▸ **GIVEN TASK 1**: Copy the rows from the line containing "Return an outline for every instance of the bird's long tail" through the line containing "M56 137L56 143L57", including both of those lines, with no changes.

▸ **TEXT EXTRACT**:
====================

Fairy Tales Up-To-Now

Fairy Tales Up To Now cover
Typical cover of “Fairy Tales Up-To-Now”.

Extra, extra, read all about it! Wallace Irwin rewrites old fairy tales!

In contrast to Irwin’s Love Sonnets of a Hoodlum, whose humor is obscure to modern readers, his 1904 Fairy Tales Up-To-Now is fairly accessible. Irwin took standard fairy tales which everyone still knows today (Cinderella, Little Red Riding Hood, Jack and the Beanstalk, etc) and rewrote them in poetry, accompanied by hard-boiled newspaper headlines.

What I love best about Fairy Tales Up-To-Now is the unusual binding. The cover boards have been letterpress printed with actual newspaper articles—but without ink—resulting in a unique tactile feel. Paper labels were then pasted on top. The typography inside also mimics a newspaper look & feel.

Fairy Tales Up To Now title
Title page of “Fairy Tales Up-To-Now”

====================

▸ **RECORDS TO PROCESS**:
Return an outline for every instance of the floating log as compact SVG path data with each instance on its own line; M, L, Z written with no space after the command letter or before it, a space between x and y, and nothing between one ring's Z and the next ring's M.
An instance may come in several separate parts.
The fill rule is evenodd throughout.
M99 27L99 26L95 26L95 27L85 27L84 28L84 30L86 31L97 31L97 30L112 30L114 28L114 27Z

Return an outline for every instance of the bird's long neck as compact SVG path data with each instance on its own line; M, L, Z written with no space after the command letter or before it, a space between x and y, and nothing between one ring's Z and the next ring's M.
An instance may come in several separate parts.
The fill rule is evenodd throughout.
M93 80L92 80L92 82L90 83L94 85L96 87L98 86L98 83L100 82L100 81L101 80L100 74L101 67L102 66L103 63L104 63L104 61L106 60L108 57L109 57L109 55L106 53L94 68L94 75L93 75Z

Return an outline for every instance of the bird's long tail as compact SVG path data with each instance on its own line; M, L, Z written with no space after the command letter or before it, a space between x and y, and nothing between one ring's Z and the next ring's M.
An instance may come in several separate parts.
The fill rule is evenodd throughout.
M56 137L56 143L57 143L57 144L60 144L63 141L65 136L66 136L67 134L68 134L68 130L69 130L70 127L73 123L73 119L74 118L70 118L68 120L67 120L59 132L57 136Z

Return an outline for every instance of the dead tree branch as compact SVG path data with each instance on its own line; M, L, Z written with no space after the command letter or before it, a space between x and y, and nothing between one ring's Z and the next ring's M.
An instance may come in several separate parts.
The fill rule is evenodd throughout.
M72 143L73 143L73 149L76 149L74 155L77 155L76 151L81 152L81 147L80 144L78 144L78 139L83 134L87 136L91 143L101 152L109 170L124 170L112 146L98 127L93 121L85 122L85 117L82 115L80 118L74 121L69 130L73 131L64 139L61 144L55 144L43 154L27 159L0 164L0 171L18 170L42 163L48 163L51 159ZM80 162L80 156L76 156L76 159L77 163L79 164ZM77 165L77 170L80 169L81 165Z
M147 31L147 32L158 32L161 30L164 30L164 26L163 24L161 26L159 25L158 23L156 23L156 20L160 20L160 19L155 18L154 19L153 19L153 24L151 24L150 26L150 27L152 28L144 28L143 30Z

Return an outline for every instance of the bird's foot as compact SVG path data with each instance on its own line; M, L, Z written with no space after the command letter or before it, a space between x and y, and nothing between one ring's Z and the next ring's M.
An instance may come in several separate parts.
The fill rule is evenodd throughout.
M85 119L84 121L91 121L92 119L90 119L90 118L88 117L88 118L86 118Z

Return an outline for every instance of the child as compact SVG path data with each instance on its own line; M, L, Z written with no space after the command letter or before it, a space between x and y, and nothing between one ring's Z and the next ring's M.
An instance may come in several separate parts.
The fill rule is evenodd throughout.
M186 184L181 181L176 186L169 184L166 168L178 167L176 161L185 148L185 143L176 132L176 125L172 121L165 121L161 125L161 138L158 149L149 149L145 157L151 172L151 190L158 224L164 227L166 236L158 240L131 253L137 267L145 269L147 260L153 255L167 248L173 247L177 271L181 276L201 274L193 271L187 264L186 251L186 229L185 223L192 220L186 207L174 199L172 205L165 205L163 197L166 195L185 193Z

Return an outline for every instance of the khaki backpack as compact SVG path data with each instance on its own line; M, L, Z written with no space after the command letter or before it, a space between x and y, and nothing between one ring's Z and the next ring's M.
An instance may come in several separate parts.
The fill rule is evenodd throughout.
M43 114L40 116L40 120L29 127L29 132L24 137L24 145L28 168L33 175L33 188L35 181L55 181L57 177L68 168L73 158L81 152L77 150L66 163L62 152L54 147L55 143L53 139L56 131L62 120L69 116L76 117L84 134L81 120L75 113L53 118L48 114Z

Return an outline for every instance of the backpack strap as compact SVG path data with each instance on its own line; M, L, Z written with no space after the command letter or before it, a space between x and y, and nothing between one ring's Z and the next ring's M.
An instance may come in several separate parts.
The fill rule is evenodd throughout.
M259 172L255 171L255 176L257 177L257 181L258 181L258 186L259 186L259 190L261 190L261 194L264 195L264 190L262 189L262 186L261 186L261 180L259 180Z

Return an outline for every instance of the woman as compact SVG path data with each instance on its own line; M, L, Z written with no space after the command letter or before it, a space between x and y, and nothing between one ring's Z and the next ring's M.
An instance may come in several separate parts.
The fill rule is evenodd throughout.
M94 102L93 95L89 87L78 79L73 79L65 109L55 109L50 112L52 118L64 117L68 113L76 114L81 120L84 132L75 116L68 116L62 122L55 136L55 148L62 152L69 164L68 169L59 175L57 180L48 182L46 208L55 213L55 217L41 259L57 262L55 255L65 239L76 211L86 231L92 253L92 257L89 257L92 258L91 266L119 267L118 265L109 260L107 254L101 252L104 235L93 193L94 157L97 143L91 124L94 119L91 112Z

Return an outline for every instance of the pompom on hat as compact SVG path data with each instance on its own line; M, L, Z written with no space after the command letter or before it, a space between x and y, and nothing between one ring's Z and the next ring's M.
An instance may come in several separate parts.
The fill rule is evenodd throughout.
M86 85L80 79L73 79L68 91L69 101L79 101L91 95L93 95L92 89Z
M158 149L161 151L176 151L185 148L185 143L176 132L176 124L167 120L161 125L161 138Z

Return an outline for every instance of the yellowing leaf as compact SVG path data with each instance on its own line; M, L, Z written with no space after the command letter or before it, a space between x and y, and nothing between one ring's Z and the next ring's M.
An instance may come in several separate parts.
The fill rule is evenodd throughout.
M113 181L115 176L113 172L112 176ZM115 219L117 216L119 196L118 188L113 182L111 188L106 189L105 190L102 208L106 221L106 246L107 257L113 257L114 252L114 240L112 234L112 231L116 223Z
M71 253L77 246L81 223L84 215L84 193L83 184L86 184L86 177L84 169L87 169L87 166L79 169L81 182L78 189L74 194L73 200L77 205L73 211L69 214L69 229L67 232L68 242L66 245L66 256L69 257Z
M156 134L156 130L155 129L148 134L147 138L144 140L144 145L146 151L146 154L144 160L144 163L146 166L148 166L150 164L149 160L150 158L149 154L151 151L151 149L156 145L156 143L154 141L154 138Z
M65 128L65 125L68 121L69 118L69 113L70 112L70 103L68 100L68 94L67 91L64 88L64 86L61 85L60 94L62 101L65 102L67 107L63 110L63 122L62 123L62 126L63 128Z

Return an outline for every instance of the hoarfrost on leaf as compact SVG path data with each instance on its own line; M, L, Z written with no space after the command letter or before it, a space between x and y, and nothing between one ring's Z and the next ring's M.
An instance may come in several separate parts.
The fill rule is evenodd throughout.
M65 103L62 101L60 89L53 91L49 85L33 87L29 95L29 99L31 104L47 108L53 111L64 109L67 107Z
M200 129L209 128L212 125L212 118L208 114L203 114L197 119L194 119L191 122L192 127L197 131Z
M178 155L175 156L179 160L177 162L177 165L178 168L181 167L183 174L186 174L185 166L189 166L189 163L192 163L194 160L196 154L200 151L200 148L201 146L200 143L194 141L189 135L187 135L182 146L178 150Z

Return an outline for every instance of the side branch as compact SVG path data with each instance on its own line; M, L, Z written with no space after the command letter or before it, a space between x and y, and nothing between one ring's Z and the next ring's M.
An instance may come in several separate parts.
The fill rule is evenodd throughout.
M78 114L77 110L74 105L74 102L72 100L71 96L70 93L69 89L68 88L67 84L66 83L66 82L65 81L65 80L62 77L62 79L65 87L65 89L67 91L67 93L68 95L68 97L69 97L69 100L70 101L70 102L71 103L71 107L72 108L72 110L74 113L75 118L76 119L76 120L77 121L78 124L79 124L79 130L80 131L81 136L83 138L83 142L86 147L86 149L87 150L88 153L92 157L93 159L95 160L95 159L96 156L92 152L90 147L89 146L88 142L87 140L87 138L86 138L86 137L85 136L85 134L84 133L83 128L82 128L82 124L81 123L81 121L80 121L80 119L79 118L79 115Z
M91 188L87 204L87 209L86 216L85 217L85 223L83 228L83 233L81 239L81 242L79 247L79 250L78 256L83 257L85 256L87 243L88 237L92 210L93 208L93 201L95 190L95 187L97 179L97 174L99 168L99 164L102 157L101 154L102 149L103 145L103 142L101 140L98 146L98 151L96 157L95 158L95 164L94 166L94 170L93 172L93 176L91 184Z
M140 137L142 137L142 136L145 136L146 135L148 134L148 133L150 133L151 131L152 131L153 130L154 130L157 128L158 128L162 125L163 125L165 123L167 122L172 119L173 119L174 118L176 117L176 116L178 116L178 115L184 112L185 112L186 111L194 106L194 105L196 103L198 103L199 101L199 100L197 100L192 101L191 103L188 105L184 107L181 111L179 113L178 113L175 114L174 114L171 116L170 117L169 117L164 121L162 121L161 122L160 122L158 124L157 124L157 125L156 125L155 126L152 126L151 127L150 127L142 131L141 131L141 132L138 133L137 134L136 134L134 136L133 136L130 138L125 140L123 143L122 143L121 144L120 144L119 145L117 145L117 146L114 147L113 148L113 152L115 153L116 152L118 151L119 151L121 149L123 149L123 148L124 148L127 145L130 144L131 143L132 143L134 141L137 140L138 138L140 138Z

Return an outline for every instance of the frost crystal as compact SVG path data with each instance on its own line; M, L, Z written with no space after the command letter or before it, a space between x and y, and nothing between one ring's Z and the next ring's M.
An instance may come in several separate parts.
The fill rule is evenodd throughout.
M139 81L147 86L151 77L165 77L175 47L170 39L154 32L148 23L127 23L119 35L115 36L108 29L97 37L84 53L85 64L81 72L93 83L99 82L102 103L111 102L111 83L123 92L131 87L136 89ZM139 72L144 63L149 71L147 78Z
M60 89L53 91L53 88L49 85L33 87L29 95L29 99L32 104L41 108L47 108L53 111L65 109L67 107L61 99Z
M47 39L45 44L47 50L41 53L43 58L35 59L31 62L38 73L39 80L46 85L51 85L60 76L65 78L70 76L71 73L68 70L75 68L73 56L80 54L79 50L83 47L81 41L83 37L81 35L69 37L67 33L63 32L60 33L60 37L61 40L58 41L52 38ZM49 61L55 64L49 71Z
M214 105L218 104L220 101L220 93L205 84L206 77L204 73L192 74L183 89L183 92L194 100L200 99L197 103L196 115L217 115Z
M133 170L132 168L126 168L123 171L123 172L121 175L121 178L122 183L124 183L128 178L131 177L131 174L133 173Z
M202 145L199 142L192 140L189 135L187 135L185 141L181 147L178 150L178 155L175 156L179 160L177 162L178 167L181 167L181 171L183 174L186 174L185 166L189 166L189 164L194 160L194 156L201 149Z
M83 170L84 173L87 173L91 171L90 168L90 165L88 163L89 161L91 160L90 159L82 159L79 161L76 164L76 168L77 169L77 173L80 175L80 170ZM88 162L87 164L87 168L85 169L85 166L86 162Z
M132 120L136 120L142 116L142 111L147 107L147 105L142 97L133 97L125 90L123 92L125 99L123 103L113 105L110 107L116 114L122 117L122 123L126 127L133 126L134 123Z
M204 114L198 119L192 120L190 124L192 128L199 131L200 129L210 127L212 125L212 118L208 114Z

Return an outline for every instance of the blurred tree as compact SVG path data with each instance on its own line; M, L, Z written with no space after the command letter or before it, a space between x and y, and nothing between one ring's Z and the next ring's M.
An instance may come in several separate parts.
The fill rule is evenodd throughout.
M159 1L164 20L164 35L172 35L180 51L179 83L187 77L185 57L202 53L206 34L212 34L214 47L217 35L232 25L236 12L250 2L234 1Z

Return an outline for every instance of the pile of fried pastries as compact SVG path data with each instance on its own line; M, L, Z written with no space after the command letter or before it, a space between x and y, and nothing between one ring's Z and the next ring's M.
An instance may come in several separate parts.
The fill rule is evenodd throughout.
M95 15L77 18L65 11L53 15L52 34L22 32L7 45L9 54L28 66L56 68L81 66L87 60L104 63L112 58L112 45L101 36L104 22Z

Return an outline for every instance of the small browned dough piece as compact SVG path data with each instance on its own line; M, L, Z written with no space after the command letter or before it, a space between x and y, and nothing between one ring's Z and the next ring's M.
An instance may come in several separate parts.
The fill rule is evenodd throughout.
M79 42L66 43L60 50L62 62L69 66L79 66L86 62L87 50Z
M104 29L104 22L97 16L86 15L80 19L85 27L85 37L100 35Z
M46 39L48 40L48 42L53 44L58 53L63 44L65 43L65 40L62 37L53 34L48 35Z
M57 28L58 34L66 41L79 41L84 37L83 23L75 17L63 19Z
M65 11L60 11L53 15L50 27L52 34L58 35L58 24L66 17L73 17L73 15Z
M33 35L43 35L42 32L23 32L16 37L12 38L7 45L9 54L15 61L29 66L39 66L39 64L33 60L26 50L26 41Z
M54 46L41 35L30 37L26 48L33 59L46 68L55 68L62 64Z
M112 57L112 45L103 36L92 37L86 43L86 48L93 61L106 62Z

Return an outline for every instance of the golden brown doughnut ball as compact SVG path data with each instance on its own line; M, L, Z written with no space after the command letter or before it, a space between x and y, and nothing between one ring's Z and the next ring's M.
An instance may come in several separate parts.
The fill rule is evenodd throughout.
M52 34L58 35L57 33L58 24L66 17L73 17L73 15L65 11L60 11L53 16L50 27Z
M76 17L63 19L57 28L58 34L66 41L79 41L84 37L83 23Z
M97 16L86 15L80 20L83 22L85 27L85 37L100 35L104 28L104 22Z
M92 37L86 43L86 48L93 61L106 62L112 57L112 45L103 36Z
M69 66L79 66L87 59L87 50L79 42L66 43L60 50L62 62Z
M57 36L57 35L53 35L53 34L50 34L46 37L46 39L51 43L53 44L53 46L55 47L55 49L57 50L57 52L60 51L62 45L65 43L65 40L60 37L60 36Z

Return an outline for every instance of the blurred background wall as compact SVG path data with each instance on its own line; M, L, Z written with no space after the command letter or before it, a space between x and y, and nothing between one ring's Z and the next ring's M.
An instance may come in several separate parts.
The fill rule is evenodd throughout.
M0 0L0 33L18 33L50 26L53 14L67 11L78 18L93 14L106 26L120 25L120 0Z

====================

▸ **GIVEN TASK 2**: In the text about Fairy Tales Up-To-Now, what produces the unique tactile feel of the cover boards?

▸ **FINAL ANSWER 1**:
Return an outline for every instance of the bird's long tail as compact SVG path data with each instance on its own line; M, L, Z written with no space after the command letter or before it, a space between x and y, and nothing between one ring's Z and the next ring's M.
An instance may come in several separate parts.
The fill rule is evenodd throughout.
M56 137L56 143L57 143L57 144L60 144L63 141L65 136L66 136L67 134L68 134L68 130L69 130L70 127L73 123L73 119L74 118L70 118L68 120L67 120L59 132L57 136Z

▸ **FINAL ANSWER 2**: The cover boards were letterpress printed with actual newspaper articles but without ink.